● **PROBLEM STATEMENT**
Reproduce the entries so that every line matches the original exactly.

#### RECORDS FOR THIS TASK

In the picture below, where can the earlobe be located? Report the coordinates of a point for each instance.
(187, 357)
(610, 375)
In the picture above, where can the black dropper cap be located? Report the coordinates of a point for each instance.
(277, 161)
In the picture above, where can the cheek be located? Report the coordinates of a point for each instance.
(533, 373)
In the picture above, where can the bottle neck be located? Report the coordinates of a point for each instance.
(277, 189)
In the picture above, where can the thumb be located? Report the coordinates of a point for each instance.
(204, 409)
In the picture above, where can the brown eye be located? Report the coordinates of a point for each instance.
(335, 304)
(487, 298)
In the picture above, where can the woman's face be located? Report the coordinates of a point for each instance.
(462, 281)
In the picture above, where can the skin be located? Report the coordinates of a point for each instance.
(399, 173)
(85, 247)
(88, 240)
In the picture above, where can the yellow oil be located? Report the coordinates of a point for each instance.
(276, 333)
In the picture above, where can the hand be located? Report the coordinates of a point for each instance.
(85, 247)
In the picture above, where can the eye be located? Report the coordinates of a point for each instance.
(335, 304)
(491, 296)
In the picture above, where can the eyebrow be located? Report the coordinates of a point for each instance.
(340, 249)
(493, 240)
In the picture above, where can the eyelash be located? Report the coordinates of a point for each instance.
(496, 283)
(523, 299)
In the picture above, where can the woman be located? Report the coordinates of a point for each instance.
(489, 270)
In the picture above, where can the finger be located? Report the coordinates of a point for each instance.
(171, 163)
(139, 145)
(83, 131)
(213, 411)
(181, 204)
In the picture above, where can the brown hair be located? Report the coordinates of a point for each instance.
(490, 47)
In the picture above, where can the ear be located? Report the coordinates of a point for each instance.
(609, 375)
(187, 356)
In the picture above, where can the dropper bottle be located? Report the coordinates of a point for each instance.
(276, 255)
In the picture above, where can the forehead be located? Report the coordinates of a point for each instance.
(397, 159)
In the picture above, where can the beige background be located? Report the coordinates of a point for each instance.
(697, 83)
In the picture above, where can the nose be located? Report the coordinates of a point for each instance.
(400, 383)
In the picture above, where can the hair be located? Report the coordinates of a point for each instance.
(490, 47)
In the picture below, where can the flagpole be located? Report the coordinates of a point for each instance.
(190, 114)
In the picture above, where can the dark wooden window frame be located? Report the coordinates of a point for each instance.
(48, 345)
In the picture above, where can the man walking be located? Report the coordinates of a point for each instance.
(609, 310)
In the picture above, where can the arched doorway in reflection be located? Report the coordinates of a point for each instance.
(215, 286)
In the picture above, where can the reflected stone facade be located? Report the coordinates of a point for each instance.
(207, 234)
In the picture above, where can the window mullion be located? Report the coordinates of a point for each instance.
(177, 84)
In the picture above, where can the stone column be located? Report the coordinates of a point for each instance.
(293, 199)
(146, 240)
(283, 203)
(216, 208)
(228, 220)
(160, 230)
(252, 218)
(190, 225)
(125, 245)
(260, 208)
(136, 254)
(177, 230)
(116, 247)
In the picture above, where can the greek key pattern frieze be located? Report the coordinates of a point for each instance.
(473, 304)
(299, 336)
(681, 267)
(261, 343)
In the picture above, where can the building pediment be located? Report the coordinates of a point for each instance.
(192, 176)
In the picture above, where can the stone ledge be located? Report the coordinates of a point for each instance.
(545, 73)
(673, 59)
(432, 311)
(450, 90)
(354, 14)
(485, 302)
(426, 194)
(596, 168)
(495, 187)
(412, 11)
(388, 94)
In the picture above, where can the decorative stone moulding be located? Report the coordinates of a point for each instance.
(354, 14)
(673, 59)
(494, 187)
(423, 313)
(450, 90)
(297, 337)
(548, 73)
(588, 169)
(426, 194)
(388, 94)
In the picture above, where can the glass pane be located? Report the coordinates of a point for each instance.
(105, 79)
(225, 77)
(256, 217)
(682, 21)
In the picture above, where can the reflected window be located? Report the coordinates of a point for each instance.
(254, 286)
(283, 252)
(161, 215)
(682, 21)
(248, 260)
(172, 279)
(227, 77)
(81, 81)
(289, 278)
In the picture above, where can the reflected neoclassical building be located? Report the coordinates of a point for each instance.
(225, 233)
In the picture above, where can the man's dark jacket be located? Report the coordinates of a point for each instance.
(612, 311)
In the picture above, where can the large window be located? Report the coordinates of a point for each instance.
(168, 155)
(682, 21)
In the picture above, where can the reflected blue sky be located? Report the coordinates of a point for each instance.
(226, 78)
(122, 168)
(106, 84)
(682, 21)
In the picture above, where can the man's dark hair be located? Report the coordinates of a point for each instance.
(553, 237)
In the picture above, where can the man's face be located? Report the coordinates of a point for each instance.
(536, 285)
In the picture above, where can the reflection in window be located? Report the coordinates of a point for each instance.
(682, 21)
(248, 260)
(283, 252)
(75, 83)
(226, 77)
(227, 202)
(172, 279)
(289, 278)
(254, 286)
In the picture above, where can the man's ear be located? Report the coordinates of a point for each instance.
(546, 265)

########

● **RESPONSE FOR THIS EXERCISE**
In the picture below, where can the earlobe be located? Report the coordinates of a point for each instance.
(187, 357)
(610, 375)
In the picture above, where can the black dropper cap be located? Report the coordinates of a point for each instance.
(277, 161)
In the picture above, where can the cheek be located? Report the coordinates of a point for each instance.
(533, 373)
In the picture above, where can the bottle neck be located? Report the coordinates of a point for each instance.
(277, 189)
In the picture above, where can the thumb be located? Report the coordinates of a point for each instance.
(204, 409)
In the picture above, where can the brown eye be located? Report the coordinates of a point for each instance.
(335, 304)
(487, 298)
In the picture above, where can the woman's face be located? Report the coordinates of a point for each instance.
(462, 281)
In the picture above, where can the skin be located? Report the coordinates of a point for each instance.
(399, 173)
(85, 247)
(88, 240)
In the picture above, where can the yellow oil be located? Report the coordinates of a point for each instance.
(276, 333)
In the picture above, where can the hand be located? Report the coordinates of a point for each instance.
(85, 247)
In the picture above, where can the eye be located? Report the coordinates of a point for each instance.
(335, 304)
(491, 296)
In the picture above, where can the eyebrow be located? Report the coordinates of a point for each instance.
(340, 249)
(493, 240)
In the picture above, where can the eyelash be located? Report the coordinates of a point for each instance.
(496, 283)
(523, 299)
In the picture above, where can the woman be located? Report the coordinates of a point for each instance.
(489, 270)
In the picture above, where can the finger be located? Report the coordinates of a point for each instance.
(171, 163)
(139, 145)
(83, 131)
(213, 411)
(181, 204)
In the picture above, where can the brown hair be located? Report the coordinates of a point for each instance.
(490, 47)
In the picture above, where can the ear be located? Report the coordinates of a point for each instance.
(609, 375)
(187, 356)
In the picture above, where can the dropper bottle be located? Report the coordinates of a point for each instance.
(276, 255)
In the picture above, where can the forehead be located? Report the coordinates of a point for each instance.
(397, 159)
In the picture above, where can the beige background be located? Report the coordinates of a point for each instance.
(697, 83)
In the picture above, where can the nose be located? Report the coordinates of a point for each instance.
(400, 383)
In the picture above, where can the hair be located? Report the coordinates of a point for each instance.
(490, 47)
In the picture below, where can the flagpole be located? Report the coordinates of a point for each instance.
(190, 114)
In the picture above, where can the dark wooden window frame be located? Report the coordinates of a point for each instance.
(48, 345)
In the picture above, where can the man walking be located? Report the coordinates of a point for each instance.
(609, 310)
In the picture above, where can the arched doorway in reflection be located? Report the coordinates of a point for each instance.
(215, 286)
In the picture above, where can the reflected stone facade be located? Report the coordinates of a point for each instance.
(207, 234)
In the picture above, where can the window mullion be located? Report the coordinates of a point for each instance.
(177, 84)
In the picture above, where can the stone column be located? Report the coordinates of a point for each instance.
(293, 199)
(146, 240)
(283, 203)
(216, 208)
(228, 220)
(160, 230)
(252, 218)
(190, 225)
(125, 245)
(260, 208)
(136, 254)
(177, 230)
(116, 247)
In the picture above, where can the greek key pattern frieze be located? Report the coordinates of a point for each instance.
(473, 304)
(299, 336)
(681, 267)
(261, 343)
In the picture above, where can the building pediment be located? Report the coordinates of a point for each instance.
(192, 176)
In the picture above, where can the stone ledge be located? Report the coordinates of a point for each instance.
(545, 73)
(673, 59)
(432, 311)
(450, 90)
(354, 14)
(485, 302)
(426, 194)
(596, 168)
(495, 187)
(412, 11)
(388, 94)
In the picture above, where can the decorative stone moulding be located? Report the coordinates of a point for each instance.
(354, 14)
(673, 59)
(494, 187)
(423, 313)
(450, 90)
(297, 337)
(548, 73)
(588, 169)
(426, 194)
(388, 94)
In the picture above, where can the glass pane be located? Report the coordinates of a point for each instance.
(105, 79)
(225, 77)
(256, 217)
(682, 21)
In the picture above, where can the reflected window be located? Report the coordinates of a point for each instance.
(254, 286)
(283, 252)
(161, 215)
(682, 21)
(248, 260)
(172, 279)
(227, 77)
(81, 81)
(289, 278)
In the picture above, where can the reflected neoclassical building be located? Report the coordinates of a point for each instance.
(225, 233)
In the picture above, where can the man's dark jacket be located? Report the coordinates of a point for each instance.
(612, 311)
In the picture above, where can the large window be located? Report the coordinates of a point for each instance.
(168, 155)
(682, 21)
In the picture above, where can the reflected blue sky be located? Report the coordinates of a point for each instance.
(226, 78)
(122, 168)
(106, 84)
(682, 21)
In the picture above, where can the man's dark hair be located? Report the coordinates of a point for each instance.
(553, 237)
In the picture above, where can the man's face be located? Report the coordinates of a point for each instance.
(536, 285)
In the picture above, where can the reflection in window be located? Report the coordinates of a point for each instance.
(682, 21)
(248, 260)
(283, 252)
(75, 83)
(226, 77)
(227, 202)
(172, 279)
(289, 278)
(254, 286)
In the picture above, where can the man's ear be located? Report the coordinates of a point for each instance.
(546, 265)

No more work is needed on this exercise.